-------- Metin parçası

Rahatsızlığım dolayısıyla sayısız hekim ve terapist gezmişliğim oldu. Birçoğunun beslendiği ekoller, akımlar ve sertifikalar olmuştur. Sertifikalar diyorum; zira bazılarının duvarları kaplayan gurur belgeleri beni biraz gülümsetmiştir. Eskiden, yani okullarda dağıtılan takdir-teşekkür belgelerinin bu denli ayağa düşmediği zamanlarda, kimi veliler çocuklarının varsa böyle belgeleri, çerçeveletip duvara asarlardı. Tıpkı bazı terapistlerin ya da koçların ofis duvarlarındaki gibi!
Şekerci vitrini misali renk renk dizilmiş sertifikalara göz attığınızda gördüğünüz ifade genelde şudur: Bilmem hangi tarihle bilmem hangi tarih arasında falanca eğitimimizi başarıyla tamamlayan Fişmanca işbu sertifikayı almaya hak kazanmıştır. İmza: Filanca.

----------------
-------- Verilen kayıtlar

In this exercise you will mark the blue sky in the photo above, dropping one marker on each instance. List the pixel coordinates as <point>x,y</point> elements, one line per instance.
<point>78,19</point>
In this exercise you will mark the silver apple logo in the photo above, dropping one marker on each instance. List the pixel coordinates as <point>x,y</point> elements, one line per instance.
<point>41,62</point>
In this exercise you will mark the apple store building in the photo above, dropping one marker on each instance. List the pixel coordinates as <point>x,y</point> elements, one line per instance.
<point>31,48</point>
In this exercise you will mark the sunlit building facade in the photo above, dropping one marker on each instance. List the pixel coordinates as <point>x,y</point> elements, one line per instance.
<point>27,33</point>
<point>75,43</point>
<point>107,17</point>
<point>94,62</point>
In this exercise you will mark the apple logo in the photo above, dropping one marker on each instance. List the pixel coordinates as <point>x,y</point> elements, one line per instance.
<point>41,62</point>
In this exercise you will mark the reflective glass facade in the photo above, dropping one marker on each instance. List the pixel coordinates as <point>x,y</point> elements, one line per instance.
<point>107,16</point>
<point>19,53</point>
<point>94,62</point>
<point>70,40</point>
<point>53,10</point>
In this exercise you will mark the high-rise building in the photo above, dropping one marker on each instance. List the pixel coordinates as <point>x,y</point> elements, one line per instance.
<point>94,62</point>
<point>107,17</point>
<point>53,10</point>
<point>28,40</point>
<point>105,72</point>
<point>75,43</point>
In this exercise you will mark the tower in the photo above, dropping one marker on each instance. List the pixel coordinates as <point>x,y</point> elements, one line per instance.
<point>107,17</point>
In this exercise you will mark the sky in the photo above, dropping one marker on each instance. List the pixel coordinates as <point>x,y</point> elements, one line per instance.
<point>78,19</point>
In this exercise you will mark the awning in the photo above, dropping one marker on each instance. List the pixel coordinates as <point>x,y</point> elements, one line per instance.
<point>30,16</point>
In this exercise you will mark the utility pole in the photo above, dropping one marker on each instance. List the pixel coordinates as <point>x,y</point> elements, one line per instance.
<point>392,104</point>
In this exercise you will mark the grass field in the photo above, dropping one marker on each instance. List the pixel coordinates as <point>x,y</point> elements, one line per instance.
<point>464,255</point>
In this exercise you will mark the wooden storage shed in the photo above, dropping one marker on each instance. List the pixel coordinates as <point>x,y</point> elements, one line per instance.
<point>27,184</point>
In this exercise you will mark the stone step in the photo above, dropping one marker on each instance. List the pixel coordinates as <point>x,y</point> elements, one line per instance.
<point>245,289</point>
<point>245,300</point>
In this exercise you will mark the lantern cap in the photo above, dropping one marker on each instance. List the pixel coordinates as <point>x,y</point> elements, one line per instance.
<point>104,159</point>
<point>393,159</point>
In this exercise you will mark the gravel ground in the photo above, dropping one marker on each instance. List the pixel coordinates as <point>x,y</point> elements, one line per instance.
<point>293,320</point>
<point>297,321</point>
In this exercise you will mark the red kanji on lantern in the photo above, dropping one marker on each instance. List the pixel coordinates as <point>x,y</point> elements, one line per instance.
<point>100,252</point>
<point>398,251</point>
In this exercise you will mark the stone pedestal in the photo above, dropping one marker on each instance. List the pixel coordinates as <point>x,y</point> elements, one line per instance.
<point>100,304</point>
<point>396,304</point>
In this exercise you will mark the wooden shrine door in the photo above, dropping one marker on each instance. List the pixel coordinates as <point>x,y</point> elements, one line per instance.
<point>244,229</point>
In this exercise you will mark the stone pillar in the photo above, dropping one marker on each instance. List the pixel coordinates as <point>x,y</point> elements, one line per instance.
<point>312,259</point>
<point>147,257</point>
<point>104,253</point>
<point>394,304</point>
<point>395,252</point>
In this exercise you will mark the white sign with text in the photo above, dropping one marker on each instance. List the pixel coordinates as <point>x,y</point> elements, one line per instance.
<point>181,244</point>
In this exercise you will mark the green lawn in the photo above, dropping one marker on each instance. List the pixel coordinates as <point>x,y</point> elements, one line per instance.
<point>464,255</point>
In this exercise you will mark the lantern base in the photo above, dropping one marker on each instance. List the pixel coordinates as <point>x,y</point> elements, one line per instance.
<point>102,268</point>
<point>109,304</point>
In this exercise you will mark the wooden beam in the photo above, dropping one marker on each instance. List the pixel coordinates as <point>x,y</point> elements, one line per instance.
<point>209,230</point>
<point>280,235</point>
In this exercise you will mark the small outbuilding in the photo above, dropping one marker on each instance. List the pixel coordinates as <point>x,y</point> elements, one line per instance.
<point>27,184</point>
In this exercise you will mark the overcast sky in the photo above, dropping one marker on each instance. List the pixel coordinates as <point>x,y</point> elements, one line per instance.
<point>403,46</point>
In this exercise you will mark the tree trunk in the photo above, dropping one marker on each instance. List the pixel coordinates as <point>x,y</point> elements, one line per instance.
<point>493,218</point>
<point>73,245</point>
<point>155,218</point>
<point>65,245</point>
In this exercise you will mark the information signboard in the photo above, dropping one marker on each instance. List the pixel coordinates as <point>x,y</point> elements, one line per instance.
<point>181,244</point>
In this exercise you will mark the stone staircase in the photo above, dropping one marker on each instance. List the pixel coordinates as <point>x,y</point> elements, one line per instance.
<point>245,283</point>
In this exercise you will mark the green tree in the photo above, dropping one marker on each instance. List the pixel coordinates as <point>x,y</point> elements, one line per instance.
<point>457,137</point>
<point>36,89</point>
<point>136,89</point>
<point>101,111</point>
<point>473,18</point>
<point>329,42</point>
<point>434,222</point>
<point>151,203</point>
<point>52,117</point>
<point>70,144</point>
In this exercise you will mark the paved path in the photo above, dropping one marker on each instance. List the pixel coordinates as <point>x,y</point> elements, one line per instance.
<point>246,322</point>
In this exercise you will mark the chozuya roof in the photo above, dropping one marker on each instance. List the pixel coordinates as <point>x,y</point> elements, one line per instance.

----------------

Sorular:
• 1. Sertifikalarla ilgili yazıya göre, eskiden kimi veliler çocuklarının takdir-teşekkür belgelerini ne yaparlardı?
• 2. Sertifikalarla ilgili yazıyı son cümlesinden sonra sürdürün.

Yanıtlar:
• 1. Belgeleri çerçeveletip duvara asarlardı.

• 2.
Eğitimlerin süresine baktığınızda bir gün, bilemediniz 2-3 gün sürdüğünü görürsünüz. Hastalığın yıprattığı yorgun insan, teslim bayrağını çekmeye dünden razı; "Bu kadar kısa sürede bu kadar çok sertifika toplamış insanlar herhalde allâme-i cihan olmalı" yanılgısına kendisini bile isteye kaptırıyor. Hatta bazı uzmanlar, aldıkları her sertifikayla kartvizitine bir sıfat daha ekleyebiliyor. Aynı anda yedi-sekiz sıfatı bünyede toplayabilmek de zor iş olsa gerek!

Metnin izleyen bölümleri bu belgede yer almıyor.